> **Problem set**:
a. In the Fort Lee live results thread, what is the only thing masterofthebass says you need set up for his changed results system?
b. Reproduce verbatim the passage of the Fort Lee live results thread from "## kickinwing2112 (Mar" up to and including "Garron (Mar 6, 2009)".

── Document segment

# Fort Lee Live Results



## masterofthebass (Mar 6, 2009)

I'll be setting this up tomorrow with Kegham. Hopefully it will work.


http://cube.danrcohen.com/results/


----------



## kickinwing2112 (Mar 6, 2009)

Ill be checking in for sure, goodbye 5x5x5-7x7x7 world records and good luck Dan!


----------



## Lucas Garron (Mar 6, 2009)

Live results will take over the world! 

(Gone are the days of waiting for results...)


----------



## Bryan (Mar 6, 2009)

Dan, would it be possible to get this code? Also, how easy is it to export from the spreadsheet to this webpage? I would like to set this up for future competitions.


----------



## JBCM627 (Mar 6, 2009)

Bryan said:


> Also, how easy is it to export from the spreadsheet to this webpage?



I have been under the impression that for this script, results are stored in a database, are entered in a web browser, and getting the spreadsheet requires exporting the database (correct me if I am wrong).

For the Ohio Open results, I found an Excel reader script instead, which will display to my liking the WCA .xls file (which is quite a bit easier to manage than a database ). More significantly, this script could also be used to grab data from the .xls and transfer it to a database if people are interested.


----------



## masterofthebass (Mar 6, 2009)

I've actually completely changed my results system Jim 

All you need to do, is have a mysql DB set up. In the Excel sheet, I use Bob's magic equations to generate mysql commands, so when you upload the xls file via a webpage, it parses those commands and executes them on the database. All you need to do to update the results, is to just upload the new xls. 


As for seeing the code, it was my first program written in php, so it may be silly looking, but I'll give it up if you want. It will probably be easier to do this via e-mail, so just send me a message if you are still interested.


----------

────
── Extracted information

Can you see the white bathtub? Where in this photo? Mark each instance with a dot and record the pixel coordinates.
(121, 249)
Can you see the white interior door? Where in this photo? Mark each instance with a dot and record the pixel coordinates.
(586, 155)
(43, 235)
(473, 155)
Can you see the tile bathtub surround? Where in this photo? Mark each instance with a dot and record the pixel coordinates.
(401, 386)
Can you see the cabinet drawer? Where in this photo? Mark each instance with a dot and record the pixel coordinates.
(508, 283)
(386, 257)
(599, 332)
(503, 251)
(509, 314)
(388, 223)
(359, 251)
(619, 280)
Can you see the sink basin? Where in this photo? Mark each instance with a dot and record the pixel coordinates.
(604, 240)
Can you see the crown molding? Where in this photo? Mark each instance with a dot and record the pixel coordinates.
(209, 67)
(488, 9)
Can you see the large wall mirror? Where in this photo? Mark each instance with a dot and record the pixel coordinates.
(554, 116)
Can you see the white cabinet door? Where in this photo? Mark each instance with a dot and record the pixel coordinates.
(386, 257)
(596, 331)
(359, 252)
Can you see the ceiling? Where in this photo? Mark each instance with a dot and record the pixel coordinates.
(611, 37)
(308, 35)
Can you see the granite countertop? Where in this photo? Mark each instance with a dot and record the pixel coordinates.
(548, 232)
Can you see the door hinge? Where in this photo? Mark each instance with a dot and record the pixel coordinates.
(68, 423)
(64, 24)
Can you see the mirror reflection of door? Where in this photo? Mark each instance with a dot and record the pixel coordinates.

────

> **Answers to the exercises**:
a. A mysql database (DB).

b.
## kickinwing2112 (Mar 6, 2009)

Ill be checking in for sure, goodbye 5x5x5-7x7x7 world records and good luck Dan!


----------



## Lucas Garron (Mar 6, 2009)